-- Opening Marker --
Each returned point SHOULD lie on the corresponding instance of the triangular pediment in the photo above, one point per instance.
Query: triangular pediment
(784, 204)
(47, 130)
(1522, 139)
-- Closing Marker --
The response must reproduce the whole listing exactly.

Each returned point SHOULD lie on the corresponding instance of the triangular pediment in the photo above, one point per instance.
Query: triangular pediment
(784, 204)
(47, 130)
(1522, 139)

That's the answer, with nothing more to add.